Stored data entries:
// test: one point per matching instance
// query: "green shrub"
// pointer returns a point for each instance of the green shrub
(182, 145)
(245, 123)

Task instructions:
The records above must be set down again exactly as written.

Written response:
// test: one point per matching instance
// query: "green shrub"
// pointer returns a point for each instance of the green shrub
(182, 145)
(245, 123)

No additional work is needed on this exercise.